§ **Task description**
Please output the records below in full, exactly as given, but without the images.

Excerpts from point annotation data
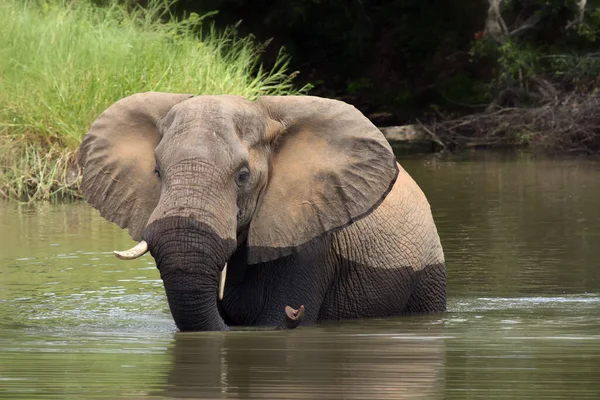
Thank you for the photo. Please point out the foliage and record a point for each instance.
(63, 62)
(543, 41)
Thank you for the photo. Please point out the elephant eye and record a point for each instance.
(242, 177)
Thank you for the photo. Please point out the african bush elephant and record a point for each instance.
(300, 199)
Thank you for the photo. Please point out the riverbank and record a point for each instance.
(65, 62)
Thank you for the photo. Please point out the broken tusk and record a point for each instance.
(222, 282)
(137, 251)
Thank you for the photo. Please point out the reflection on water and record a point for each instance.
(520, 235)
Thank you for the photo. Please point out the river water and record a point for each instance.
(522, 241)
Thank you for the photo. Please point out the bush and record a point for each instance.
(63, 62)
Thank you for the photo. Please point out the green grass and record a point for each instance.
(63, 62)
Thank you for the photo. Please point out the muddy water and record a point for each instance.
(522, 242)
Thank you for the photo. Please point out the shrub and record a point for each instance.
(63, 62)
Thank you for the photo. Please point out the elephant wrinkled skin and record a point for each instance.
(301, 197)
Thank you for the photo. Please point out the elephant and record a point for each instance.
(249, 206)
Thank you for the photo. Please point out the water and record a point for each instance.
(522, 242)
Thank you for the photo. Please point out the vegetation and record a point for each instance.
(400, 61)
(63, 62)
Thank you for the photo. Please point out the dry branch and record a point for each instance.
(570, 122)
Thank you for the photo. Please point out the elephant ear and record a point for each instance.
(330, 167)
(117, 157)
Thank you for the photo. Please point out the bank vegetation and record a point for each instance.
(63, 62)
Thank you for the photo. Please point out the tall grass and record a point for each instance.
(63, 62)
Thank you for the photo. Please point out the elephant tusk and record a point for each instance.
(137, 251)
(222, 282)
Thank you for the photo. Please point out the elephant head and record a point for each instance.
(195, 178)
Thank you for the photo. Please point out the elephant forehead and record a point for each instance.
(399, 233)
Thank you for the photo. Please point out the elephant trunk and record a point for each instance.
(190, 258)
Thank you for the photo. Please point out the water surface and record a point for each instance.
(522, 241)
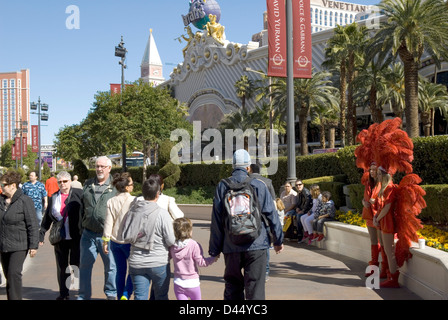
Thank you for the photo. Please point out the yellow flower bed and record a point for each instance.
(434, 236)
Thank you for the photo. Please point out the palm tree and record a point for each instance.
(307, 93)
(326, 117)
(344, 52)
(395, 96)
(431, 96)
(244, 89)
(413, 27)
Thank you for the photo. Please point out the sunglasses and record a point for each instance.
(5, 184)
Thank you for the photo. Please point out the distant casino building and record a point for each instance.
(14, 104)
(205, 80)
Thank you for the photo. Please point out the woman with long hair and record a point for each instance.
(384, 220)
(117, 208)
(19, 232)
(65, 204)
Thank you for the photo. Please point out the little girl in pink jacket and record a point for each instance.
(187, 256)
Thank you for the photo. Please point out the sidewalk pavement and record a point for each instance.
(300, 272)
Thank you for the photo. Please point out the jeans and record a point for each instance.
(121, 254)
(251, 283)
(142, 277)
(91, 245)
(39, 216)
(66, 253)
(12, 263)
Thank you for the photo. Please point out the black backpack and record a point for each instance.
(242, 216)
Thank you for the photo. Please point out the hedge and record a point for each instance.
(436, 201)
(430, 163)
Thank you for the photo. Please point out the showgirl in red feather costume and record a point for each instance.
(395, 207)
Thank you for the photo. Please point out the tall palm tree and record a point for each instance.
(307, 93)
(357, 36)
(413, 27)
(326, 116)
(431, 97)
(244, 89)
(344, 52)
(395, 96)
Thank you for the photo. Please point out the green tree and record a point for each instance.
(68, 142)
(244, 89)
(345, 52)
(6, 156)
(412, 28)
(316, 91)
(431, 96)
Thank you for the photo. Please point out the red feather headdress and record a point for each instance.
(392, 150)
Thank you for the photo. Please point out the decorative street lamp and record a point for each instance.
(40, 116)
(120, 51)
(290, 117)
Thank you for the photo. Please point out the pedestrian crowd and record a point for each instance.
(138, 238)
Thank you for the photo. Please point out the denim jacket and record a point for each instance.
(219, 240)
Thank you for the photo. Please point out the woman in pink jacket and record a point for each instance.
(187, 256)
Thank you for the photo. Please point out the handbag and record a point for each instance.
(57, 231)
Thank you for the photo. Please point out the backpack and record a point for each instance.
(242, 218)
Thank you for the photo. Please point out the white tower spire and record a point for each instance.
(152, 67)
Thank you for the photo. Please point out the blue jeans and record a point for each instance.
(142, 277)
(121, 254)
(39, 216)
(91, 245)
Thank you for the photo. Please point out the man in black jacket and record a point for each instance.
(304, 204)
(65, 204)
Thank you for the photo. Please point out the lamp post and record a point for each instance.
(120, 51)
(290, 118)
(40, 116)
(20, 131)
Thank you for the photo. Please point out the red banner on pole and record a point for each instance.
(13, 152)
(24, 147)
(276, 18)
(115, 88)
(35, 138)
(17, 146)
(303, 60)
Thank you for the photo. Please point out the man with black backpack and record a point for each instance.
(242, 210)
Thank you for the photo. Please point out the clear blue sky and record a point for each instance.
(67, 67)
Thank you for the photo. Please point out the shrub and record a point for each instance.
(169, 171)
(431, 159)
(436, 203)
(356, 193)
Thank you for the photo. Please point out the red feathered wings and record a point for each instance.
(408, 206)
(391, 148)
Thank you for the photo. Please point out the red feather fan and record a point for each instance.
(391, 148)
(408, 206)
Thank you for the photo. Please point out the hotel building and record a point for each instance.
(205, 80)
(14, 104)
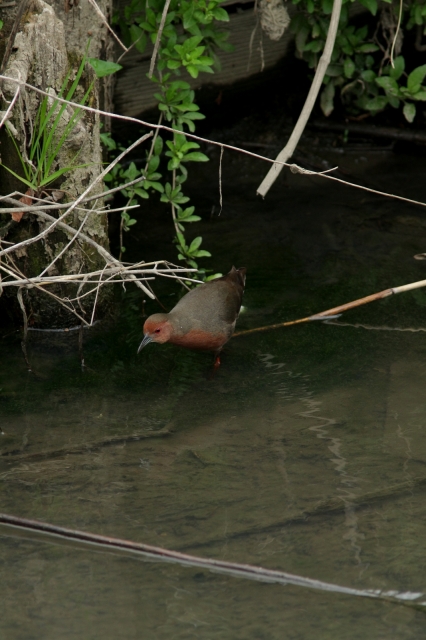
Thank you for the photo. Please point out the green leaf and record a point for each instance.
(376, 104)
(195, 156)
(195, 244)
(416, 78)
(327, 99)
(349, 67)
(371, 5)
(409, 111)
(334, 70)
(389, 85)
(138, 38)
(327, 6)
(103, 68)
(367, 48)
(397, 71)
(221, 14)
(368, 75)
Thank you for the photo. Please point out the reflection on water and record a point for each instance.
(305, 453)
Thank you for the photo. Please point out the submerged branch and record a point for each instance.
(233, 569)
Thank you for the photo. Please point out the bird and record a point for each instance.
(204, 319)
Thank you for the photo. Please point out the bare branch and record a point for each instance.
(158, 39)
(105, 21)
(288, 150)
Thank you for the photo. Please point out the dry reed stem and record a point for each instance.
(323, 315)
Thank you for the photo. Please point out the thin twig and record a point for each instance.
(396, 33)
(288, 150)
(24, 339)
(10, 107)
(99, 178)
(213, 142)
(220, 181)
(105, 21)
(158, 39)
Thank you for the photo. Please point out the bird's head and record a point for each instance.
(157, 328)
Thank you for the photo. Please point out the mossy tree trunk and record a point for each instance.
(50, 41)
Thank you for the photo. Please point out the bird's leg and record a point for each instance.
(216, 364)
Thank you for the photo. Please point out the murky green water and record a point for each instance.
(305, 453)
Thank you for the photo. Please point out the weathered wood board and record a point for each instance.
(253, 52)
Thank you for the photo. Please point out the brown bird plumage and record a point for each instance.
(204, 319)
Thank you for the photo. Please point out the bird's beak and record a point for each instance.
(146, 340)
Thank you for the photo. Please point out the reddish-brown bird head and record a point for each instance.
(157, 328)
(203, 319)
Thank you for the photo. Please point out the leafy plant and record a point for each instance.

§ **The output**
Thank you for the photo. Please point out the foliage and record a point for each instance.
(63, 62)
(543, 41)
Thank you for the photo. Please point out the elephant eye and record a point for each instance.
(242, 177)
Thank you for the photo. Please point out the african bush elephant and record a point for each instance.
(300, 199)
Thank you for the photo. Please point out the riverbank and record a point for each instance.
(65, 62)
Thank you for the photo. Please point out the broken tusk and record a point for each instance.
(222, 282)
(137, 251)
Thank you for the photo. Please point out the reflection on water and record a point for each instance.
(520, 235)
Thank you for the photo. Please point out the river water and record a point for each instance.
(522, 241)
Thank you for the photo. Please point out the bush and record a point for each instance.
(63, 62)
Thank you for the photo. Please point out the green grass and record a point for each instance.
(63, 62)
Thank you for the photo. Please point out the muddy water and record a point for each instance.
(522, 242)
Thank you for the photo. Please point out the shrub and record a point for each instance.
(63, 62)
Thank you for the photo. Please point out the elephant wrinkled skin and record a point for each instance.
(301, 197)
Thank you for the photo. Please point out the elephant and record a point for each instance.
(249, 206)
Thank you for the photo. Please point out the water and record a point for each instance.
(522, 242)
Thank you for the photo. Please point out the vegetation and record a point for each instance.
(400, 61)
(63, 62)
Thank you for the photo. Please point out the dry branch and record a point for each instance.
(570, 122)
Thank you for the photo. Please point out the elephant ear and record a point for each instance.
(330, 167)
(117, 157)
Thank you for the photo. Please point out the bank vegetation and record a point for each instance.
(63, 62)
Thank you for the photo. Please point out the tall grass and record a point for each instance.
(63, 62)
Thank you for the photo. Please point out the elephant tusk and record a point for each instance.
(137, 251)
(222, 282)
Thank you for the photo. Please point out the elephant head and record a point for each instance.
(195, 178)
Thank you for the photo. Please point out the elephant forehead and record a point for each instance.
(399, 233)
Thank you for the photo. Please point out the elephant trunk and record a point for each instance.
(190, 258)
Thank you for the photo. Please point out the water surface and record a point for each instance.
(522, 241)
Thank you for the photo. Please point out the yellow flower bed and record a point for each instance.
(434, 236)
Thank you for the photo. Please point out the palm tree and record a point for each instance.
(307, 93)
(326, 117)
(344, 52)
(395, 96)
(431, 96)
(244, 89)
(413, 27)
Thank you for the photo. Please point out the sunglasses and record a point for each instance.
(5, 184)
Thank you for the photo. Please point out the distant casino building and record a point for each instance.
(14, 104)
(205, 80)
Thank you for the photo. Please point out the woman with long hair and record a point for each instance.
(384, 220)
(117, 208)
(19, 232)
(65, 204)
Thank you for the photo. Please point out the little girl in pink jacket and record a point for each instance.
(187, 256)
Thank you for the photo. Please point out the sidewalk pavement and record a point for each instance.
(300, 272)
Thank you for the photo. Please point out the jeans and record a point for each instance.
(121, 254)
(251, 283)
(142, 277)
(91, 245)
(39, 216)
(66, 253)
(12, 263)
Thank you for the photo. Please point out the black backpack and record a point for each instance.
(242, 216)
Thank you for the photo. Please point out the hedge and record a point for each instance.
(436, 201)
(430, 163)
Thank you for the photo. Please point out the showgirl in red feather costume and record a point for each instance.
(395, 207)
Thank you for the photo. Please point out the tall palm tree and record a point for each instance.
(307, 93)
(357, 36)
(413, 27)
(326, 116)
(431, 97)
(244, 89)
(344, 52)
(395, 96)
Thank you for the photo. Please point out the green tree and record a point for each instance.
(68, 142)
(244, 89)
(345, 52)
(6, 156)
(412, 28)
(316, 91)
(431, 96)
Thank you for the photo. Please point out the red feather headdress and record a point for each instance.
(392, 150)
Thank you for the photo. Please point out the decorative street lamp and record a point for each instance.
(40, 116)
(120, 51)
(290, 117)
Thank you for the photo. Please point out the pedestrian crowd and record a point for each instance.
(138, 238)
Thank you for the photo. Please point out the denim jacket and record a point for each instance.
(219, 240)
Thank you for the photo. Please point out the woman in pink jacket and record a point for each instance.
(187, 256)
Thank you for the photo. Please point out the handbag and record a point for each instance.
(57, 231)
Thank you for the photo. Please point out the backpack and record a point for each instance.
(242, 218)
Thank you for the photo. Please point out the white tower spire and record a point for each instance.
(152, 67)
Thank you for the photo. Please point out the blue jeans and record a point for each instance.
(142, 277)
(121, 254)
(39, 216)
(91, 245)
Thank you for the photo. Please point out the man in black jacket and record a point for each instance.
(304, 204)
(65, 204)
Thank you for the photo. Please point out the lamp post and record a point for each instance.
(120, 51)
(290, 118)
(40, 116)
(20, 131)
Thank you for the photo. Please point out the red banner on pole and record a point for each instance.
(13, 152)
(24, 147)
(276, 18)
(115, 88)
(35, 138)
(17, 146)
(303, 60)
Thank you for the photo. Please point out the man with black backpack and record a point for each instance.
(242, 210)
Thank you for the photo. Please point out the clear blue sky and record a point for each instance.
(67, 67)
Thank you for the photo. Please point out the shrub and record a point for each instance.
(169, 171)
(431, 159)
(436, 203)
(356, 193)
Thank you for the photo. Please point out the red feathered wings and record a point for each instance.
(408, 206)
(391, 148)
Thank you for the photo. Please point out the red feather fan and record a point for each instance.
(391, 148)
(408, 206)
Thank you for the photo. Please point out the hotel building and record a point for each instance.
(205, 80)
(14, 104)
Thank you for the photo. Please point out the green leaf and record a point for each instance.
(376, 104)
(195, 156)
(195, 244)
(416, 78)
(327, 99)
(349, 67)
(371, 5)
(409, 111)
(334, 70)
(389, 85)
(138, 38)
(327, 6)
(103, 68)
(367, 48)
(397, 71)
(221, 14)
(368, 75)
Thank you for the photo. Please point out the reflection on water and record a point for each instance.
(305, 453)
Thank you for the photo. Please point out the submerged branch and record a point for each instance.
(233, 569)
Thank you for the photo. Please point out the bird and record a point for each instance.
(204, 319)
Thank you for the photo. Please point out the bare branch and record a point for each instance.
(158, 39)
(105, 21)
(288, 150)
Thank you for the photo. Please point out the dry reed stem and record a point for each instance.
(323, 315)
Thank you for the photo. Please point out the thin twig and record a point for each instance.
(396, 33)
(288, 150)
(24, 339)
(10, 107)
(99, 178)
(213, 142)
(220, 181)
(105, 21)
(158, 39)
Thank you for the photo. Please point out the bird's head and record a point for each instance.
(157, 328)
Thank you for the photo. Please point out the mossy tree trunk and record a point for each instance.
(50, 41)
Thank you for the photo. Please point out the bird's leg and record a point for each instance.
(216, 364)
Thank you for the photo. Please point out the murky green water and record a point for each instance.
(305, 453)
Thank you for the photo. Please point out the weathered wood board and record a point for each instance.
(253, 52)
Thank you for the photo. Please point out the brown bird plumage and record a point for each instance.
(204, 319)
Thank you for the photo. Please point out the bird's beak and record a point for each instance.
(146, 340)
Thank you for the photo. Please point out the reddish-brown bird head and record a point for each instance.
(157, 328)
(203, 319)
Thank you for the photo. Please point out the leafy plant and record a point for each instance.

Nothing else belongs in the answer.